══ MATERIALS PROVIDED ══
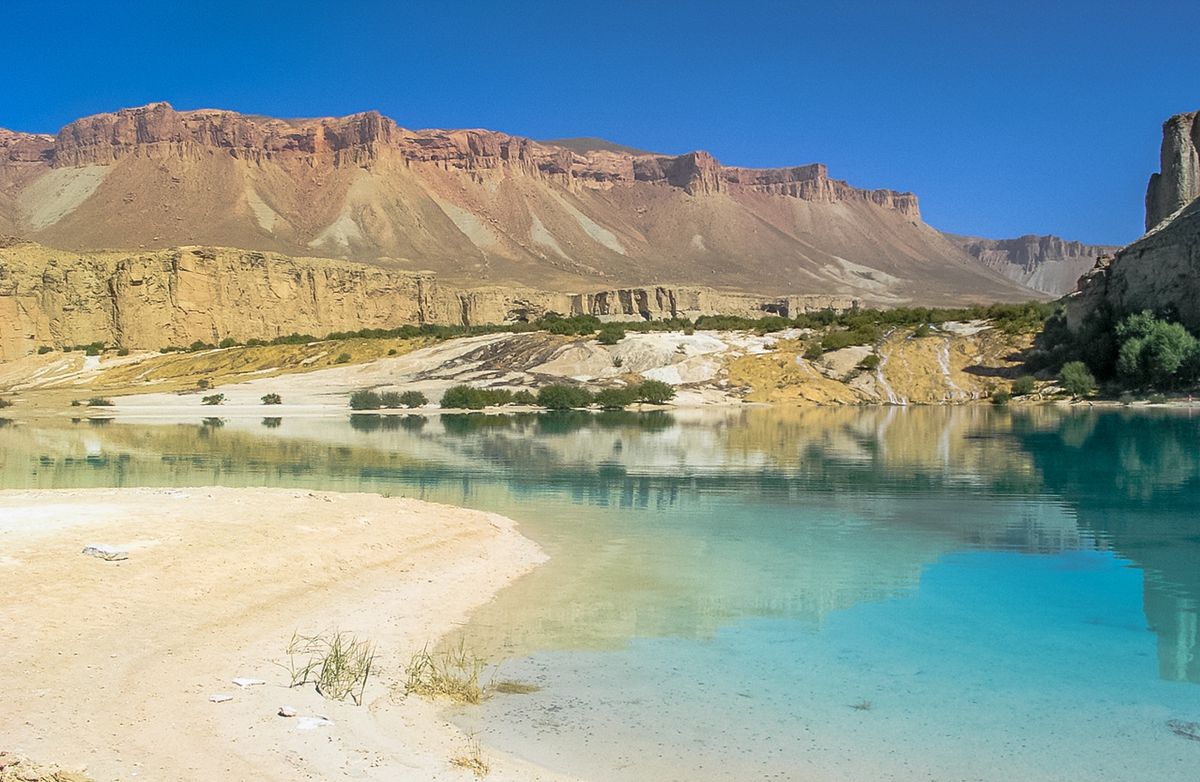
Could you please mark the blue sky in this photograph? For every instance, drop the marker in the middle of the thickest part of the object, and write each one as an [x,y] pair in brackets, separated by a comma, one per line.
[1005,118]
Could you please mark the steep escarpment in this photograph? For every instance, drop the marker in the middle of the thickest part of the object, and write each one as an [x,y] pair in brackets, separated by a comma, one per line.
[477,208]
[1179,181]
[1161,271]
[177,296]
[1049,264]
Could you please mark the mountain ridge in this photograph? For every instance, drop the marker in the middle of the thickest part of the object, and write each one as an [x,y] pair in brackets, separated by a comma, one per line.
[477,208]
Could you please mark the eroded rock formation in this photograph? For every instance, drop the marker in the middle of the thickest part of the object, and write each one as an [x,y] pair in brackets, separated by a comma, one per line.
[1161,271]
[177,296]
[1049,264]
[478,208]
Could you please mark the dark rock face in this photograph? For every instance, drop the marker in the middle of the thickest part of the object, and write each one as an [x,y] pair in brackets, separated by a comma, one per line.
[1179,181]
[1161,271]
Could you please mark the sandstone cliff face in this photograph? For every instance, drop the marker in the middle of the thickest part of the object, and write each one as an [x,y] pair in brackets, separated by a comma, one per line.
[477,208]
[1049,264]
[177,296]
[1179,181]
[1161,271]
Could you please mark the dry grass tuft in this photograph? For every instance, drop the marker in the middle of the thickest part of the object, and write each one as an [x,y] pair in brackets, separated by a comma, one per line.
[451,674]
[473,759]
[339,665]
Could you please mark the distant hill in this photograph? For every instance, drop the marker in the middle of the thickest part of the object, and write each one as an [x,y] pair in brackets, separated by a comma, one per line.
[475,208]
[586,144]
[1049,264]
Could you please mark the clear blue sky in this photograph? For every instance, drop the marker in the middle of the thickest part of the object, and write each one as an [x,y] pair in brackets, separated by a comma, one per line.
[1005,118]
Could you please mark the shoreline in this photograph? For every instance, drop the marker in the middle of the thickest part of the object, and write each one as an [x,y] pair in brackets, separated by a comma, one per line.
[111,665]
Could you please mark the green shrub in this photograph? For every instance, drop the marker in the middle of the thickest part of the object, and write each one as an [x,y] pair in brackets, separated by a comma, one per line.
[1024,385]
[365,399]
[1077,378]
[563,397]
[1153,352]
[655,392]
[413,399]
[616,398]
[611,334]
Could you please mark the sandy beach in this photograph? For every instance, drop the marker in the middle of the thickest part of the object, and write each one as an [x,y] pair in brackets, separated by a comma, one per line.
[109,667]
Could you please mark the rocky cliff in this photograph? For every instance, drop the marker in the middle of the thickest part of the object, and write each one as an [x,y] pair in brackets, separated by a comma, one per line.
[1161,271]
[478,208]
[1049,264]
[1179,181]
[177,296]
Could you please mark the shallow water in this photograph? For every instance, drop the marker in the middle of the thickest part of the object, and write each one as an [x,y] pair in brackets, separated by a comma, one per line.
[827,594]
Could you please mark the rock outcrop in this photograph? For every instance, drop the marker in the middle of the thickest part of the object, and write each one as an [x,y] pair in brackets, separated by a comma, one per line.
[478,208]
[1049,264]
[1161,271]
[1179,181]
[177,296]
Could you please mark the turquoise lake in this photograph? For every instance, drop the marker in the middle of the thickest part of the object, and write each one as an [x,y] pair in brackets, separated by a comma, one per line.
[780,594]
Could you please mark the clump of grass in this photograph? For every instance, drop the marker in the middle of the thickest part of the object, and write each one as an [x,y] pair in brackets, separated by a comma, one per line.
[337,663]
[451,674]
[472,759]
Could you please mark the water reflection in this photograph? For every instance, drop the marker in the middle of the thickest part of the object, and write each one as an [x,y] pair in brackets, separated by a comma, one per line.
[677,524]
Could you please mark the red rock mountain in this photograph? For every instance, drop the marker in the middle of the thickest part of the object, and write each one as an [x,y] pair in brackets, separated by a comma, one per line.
[475,208]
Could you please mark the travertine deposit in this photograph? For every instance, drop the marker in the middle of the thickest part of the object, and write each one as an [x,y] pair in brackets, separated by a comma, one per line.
[178,296]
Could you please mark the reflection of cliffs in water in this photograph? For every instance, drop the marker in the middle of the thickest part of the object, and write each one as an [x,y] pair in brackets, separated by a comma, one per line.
[1135,483]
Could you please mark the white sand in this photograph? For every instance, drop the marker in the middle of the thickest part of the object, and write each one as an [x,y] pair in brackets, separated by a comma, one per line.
[109,666]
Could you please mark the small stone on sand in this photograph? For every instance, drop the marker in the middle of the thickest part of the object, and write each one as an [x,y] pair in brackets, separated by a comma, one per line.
[108,553]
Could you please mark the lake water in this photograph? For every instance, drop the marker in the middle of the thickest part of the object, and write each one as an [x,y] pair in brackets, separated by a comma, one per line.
[808,594]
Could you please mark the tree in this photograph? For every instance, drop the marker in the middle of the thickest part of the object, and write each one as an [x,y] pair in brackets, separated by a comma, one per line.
[611,334]
[1077,378]
[1155,352]
[563,397]
[616,398]
[413,399]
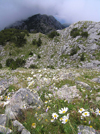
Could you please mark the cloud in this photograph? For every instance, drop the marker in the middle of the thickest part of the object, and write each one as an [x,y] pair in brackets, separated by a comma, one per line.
[68,10]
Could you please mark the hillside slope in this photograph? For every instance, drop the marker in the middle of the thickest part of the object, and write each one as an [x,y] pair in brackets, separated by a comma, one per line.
[38,23]
[77,46]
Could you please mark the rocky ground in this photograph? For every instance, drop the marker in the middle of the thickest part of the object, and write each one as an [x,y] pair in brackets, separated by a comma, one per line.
[19,87]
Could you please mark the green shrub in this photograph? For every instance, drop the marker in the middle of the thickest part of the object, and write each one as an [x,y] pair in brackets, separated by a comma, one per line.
[84,34]
[73,51]
[33,66]
[75,32]
[53,34]
[34,42]
[39,56]
[15,64]
[0,65]
[37,42]
[13,35]
[9,62]
[82,57]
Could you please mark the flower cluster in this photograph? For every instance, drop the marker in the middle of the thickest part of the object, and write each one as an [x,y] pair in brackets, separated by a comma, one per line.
[63,119]
[85,113]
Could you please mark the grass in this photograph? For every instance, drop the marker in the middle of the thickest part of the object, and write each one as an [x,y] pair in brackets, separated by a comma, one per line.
[38,120]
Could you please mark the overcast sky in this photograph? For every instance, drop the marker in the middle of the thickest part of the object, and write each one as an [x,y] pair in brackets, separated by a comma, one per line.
[66,11]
═══
Please copy the rows word for word, from the line that contains "Could you please mark the cloud" through the final row, including both of those lines.

### CORRECT OUTPUT
Could you please mark the cloud in this photograph? For every instance, drop the marker in the middle of the thickest part of the object, and write each one as an [x,y] pair in brackets, separated by a comma, one per line.
[68,10]
Could you please mark the hillside slope in this photograph? For every instance, drop the marker in the middle of the thickest part of the object, and write each one as an [x,y] pair in brackets, separated by a comma, one per line.
[38,23]
[77,46]
Could you please mark the rocky ground in this photograph? For every instance, drop the marker in the middle of the thickest part of the object, and write each one as an [x,y] pair in brackets, separated by a comma, one per line.
[19,87]
Could you please mark the green shrub in this photograph? For every instance, drop the marker in the middle of the thickest part of the object, and write each one as an [x,y] pair in brackets, separated by a comma, one per line.
[84,34]
[73,51]
[33,66]
[75,32]
[53,34]
[34,42]
[39,56]
[15,64]
[0,65]
[37,42]
[13,35]
[9,62]
[82,57]
Could you please mark the flower cluster in this photograph? For every instance, drop the marker in the middle of the thickest part of the object, and write each one as an [x,y] pair in brackets, separated by a comma, one per line.
[63,119]
[85,113]
Could you please mark the grass in this photograph? For every instance, drop the marker in the middle of the thickest part of the object, and write each one as an [x,y] pair in brackets, separated by a comma, one per line.
[38,120]
Could you please mark the overcast sky in this photograph? For every instance, drop the marker in the middle of the thickest part of the object, and write each one as an [x,y] pair in brackets, separated by a comma, one per line.
[66,11]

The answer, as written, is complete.